Saturday, December 1, 2012

Sock Diaries: 12/1/2012

Judgement has been passed... I was talking to an ex girlfriend recently, and apparently, I'm a womanizing, manipulative asshole. Those weren't her words exactly, but that was the final verdict. We broke up four years ago, and I remembered it as kind of rough and tumble thing, I was desperate for attention and affection, but she was in the kind of household that didn't allow for much time away and together. I remember we had some rough times, mainly me complaining about not having enough time with her, and I did some stupid things in the middle, but, I didn't think it was the worst thing in the world. I got her parents to loose the chains a little. I got them to accept me as her boyfriend, and accept her having a boyfriend. But I did one very, very stupid thing at the end. As I tend to do when I turn my brain off for some poor reason or another.

• Part of a data file:

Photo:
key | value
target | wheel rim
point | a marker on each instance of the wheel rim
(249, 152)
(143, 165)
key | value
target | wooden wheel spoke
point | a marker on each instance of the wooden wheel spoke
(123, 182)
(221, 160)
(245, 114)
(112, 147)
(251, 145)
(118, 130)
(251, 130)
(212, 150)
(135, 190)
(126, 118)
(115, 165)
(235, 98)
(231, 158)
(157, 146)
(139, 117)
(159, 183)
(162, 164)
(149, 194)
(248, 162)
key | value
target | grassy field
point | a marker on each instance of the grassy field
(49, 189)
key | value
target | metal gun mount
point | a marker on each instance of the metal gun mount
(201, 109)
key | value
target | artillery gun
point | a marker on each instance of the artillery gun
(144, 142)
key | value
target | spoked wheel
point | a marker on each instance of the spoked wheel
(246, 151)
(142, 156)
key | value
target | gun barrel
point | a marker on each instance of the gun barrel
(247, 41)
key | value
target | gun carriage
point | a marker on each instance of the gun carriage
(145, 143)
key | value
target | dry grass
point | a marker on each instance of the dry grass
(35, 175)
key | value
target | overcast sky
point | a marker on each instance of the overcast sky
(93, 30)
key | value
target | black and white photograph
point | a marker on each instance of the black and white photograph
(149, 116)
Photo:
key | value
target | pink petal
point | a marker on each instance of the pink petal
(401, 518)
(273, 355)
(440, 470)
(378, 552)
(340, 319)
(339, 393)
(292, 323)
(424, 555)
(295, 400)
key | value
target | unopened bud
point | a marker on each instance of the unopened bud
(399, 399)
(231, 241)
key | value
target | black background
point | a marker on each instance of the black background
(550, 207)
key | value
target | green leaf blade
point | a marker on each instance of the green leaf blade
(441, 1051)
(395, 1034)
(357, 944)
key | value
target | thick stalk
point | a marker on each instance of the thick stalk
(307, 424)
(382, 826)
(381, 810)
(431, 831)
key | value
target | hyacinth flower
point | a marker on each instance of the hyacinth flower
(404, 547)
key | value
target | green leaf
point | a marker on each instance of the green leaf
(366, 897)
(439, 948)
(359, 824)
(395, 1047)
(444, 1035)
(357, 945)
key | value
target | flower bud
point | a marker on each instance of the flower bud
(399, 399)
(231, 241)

• Task requirements:
1) According to the Sock Diaries entry, how long ago did the writer and the ex-girlfriend break up?
2) In the Sock Diaries entry, what does the writer say they got the ex-girlfriend's parents to do? List every one.
3) Extend the Sock Diaries entry from the point where it stops.

• Per-task outputs:
1) Four years ago.

2)
- Loose the chains a little
- Accept the writer as her boyfriend
- Accept her having a boyfriend

3)
I thought for a while on the good things, like the first time we said I love you. Waiting for her everyday on the bus stop when she went home. Meeting her family for the first time and being introduced to the cartoon Avatar: The Last Airbender. Coming in to our little after school program so early just so I could squeeze out every second I could with her. Laughing, playing, sneaking around (until we got caught by her parents) these were the fun things. The trip to New York when she told me she loved me for the first time. It was the first time any girl had ever said those words to me in person. I remember that moment so clearly, I can smell her perfume. She was there for me when my Grandmother died.
But then it all ended. Partially because of one very specific action, and partly because I had become extremely bitter at not having any way to see her after our after-school program ended. I would argue, she would try to calm me down. I lashed out at her and things just got out of hand. And for that I'm sorry.
I had more relationships, short and insignificant. I had crushes, and very close-calls, but then, I fell in love again. A girl who knew my ex and loved my writing. I had only met her once, and from what she told me, she hated me. Then she found my blog and began to learn the side of me that I keep secret from everyone and post publicly on the internet. Long story short, that ended, and THEN I fucked up. Kudos to me for holding out.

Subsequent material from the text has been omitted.